Problem description
Return every one of the records below word for word, changing nothing.

The input

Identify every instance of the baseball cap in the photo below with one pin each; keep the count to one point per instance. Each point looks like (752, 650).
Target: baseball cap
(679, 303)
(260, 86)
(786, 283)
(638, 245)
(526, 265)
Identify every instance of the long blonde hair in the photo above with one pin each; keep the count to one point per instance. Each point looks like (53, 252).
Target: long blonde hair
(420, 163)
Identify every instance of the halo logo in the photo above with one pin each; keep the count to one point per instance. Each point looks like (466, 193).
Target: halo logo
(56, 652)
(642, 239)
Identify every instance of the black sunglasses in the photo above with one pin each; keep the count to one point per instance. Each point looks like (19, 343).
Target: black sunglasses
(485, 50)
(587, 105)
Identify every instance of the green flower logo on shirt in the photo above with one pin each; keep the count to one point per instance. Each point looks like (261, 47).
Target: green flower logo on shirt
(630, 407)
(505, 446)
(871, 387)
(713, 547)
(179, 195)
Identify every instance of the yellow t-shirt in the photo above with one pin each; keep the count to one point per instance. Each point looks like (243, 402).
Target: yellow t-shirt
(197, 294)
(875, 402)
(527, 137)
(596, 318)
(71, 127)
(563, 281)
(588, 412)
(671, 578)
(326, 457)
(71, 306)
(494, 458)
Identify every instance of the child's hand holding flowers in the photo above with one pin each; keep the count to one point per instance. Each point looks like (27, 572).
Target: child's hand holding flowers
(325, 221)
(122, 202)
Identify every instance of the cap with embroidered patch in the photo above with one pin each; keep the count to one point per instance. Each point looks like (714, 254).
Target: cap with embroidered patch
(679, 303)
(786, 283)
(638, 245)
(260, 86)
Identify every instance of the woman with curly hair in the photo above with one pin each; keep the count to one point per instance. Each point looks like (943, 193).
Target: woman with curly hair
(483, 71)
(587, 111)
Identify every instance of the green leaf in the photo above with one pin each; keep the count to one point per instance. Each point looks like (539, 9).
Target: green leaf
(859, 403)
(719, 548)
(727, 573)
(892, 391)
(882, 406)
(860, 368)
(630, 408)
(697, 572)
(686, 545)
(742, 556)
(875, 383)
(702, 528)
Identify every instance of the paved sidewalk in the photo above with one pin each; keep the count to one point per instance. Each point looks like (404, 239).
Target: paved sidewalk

Solution for this task
Identify every instance of the baseball cap in the photo below with one pin each; keep the count to one point per instance. Each point looks like (752, 650).
Target: baseball cap
(679, 303)
(260, 86)
(786, 283)
(638, 245)
(526, 265)
Identify every instance of the long blonde hair in the photo above with one pin each; keep the count to one point per instance. Each point looks like (53, 252).
Target: long blonde hair
(420, 163)
Identify every instance of the halo logo in the photo above with one pin each; keep the count to one point per instance. Each point looks like (466, 193).
Target: halo logo
(56, 652)
(642, 239)
Identify every instance of the black sunglasses in the photo above with one pin each; keep the count to one point per instance. Each point looks like (19, 343).
Target: black sunglasses
(485, 50)
(587, 105)
Identify every instance of the green flower logo on shirt in the photo above with one pin each; keep the count to one point per instance. Each point looks like (261, 47).
Target: green flower logo on shirt
(630, 407)
(505, 446)
(871, 387)
(713, 547)
(179, 195)
Identify every instance of the yellow t-shirt in the photo above with one pin each; keep the count to one point per instance. Each point looks like (243, 402).
Target: yellow t-shirt
(197, 294)
(875, 402)
(527, 137)
(596, 318)
(71, 127)
(563, 281)
(588, 412)
(671, 578)
(326, 457)
(71, 306)
(494, 458)
Identify every instance of the child's hand holding flowers in the photo above with one pin each; keep the count to one point per instance. Each point looks like (27, 572).
Target: child's hand holding flowers
(325, 221)
(122, 202)
Identify every instance of the cap with embroidered patch in the photo above with one pin each; keep the count to one point per instance. Each point looks like (714, 254).
Target: cap with embroidered patch
(679, 303)
(786, 283)
(638, 245)
(260, 86)
Identify every instance of the woman with curly hair in the photo above with one pin each; keep the count to one point per instance. Each point looks like (943, 193).
Target: woman with curly hair
(483, 71)
(587, 111)
Identify every instance of the green leaf in the photo above with one pin each; keep the count to one point per instance. Each point looks like (539, 9).
Target: green leaf
(859, 403)
(719, 548)
(727, 573)
(892, 391)
(882, 406)
(860, 368)
(630, 408)
(697, 572)
(686, 545)
(742, 556)
(875, 383)
(702, 528)
Identify every instance of the paved sidewalk in the photo above with one pin each; keep the count to one point per instance. Each point looks like (404, 239).
Target: paved sidewalk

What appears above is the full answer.